:: Extracted records ::
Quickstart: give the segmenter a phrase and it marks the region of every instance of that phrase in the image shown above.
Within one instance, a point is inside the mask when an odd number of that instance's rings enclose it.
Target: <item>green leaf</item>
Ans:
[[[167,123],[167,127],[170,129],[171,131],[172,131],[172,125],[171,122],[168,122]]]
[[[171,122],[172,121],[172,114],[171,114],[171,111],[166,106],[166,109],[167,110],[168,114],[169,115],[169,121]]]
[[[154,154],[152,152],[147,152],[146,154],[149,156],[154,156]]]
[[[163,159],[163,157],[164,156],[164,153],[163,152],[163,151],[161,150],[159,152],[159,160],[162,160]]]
:::
## Your instructions
List each line from the rows above containing the word "that". Case counts.

## In response
Quickstart: give the segmenter a phrase and it marks the region of every instance of that phrase in the image shown above.
Within one instance, a point is inside the mask when an odd number of that instance's rings enclose it.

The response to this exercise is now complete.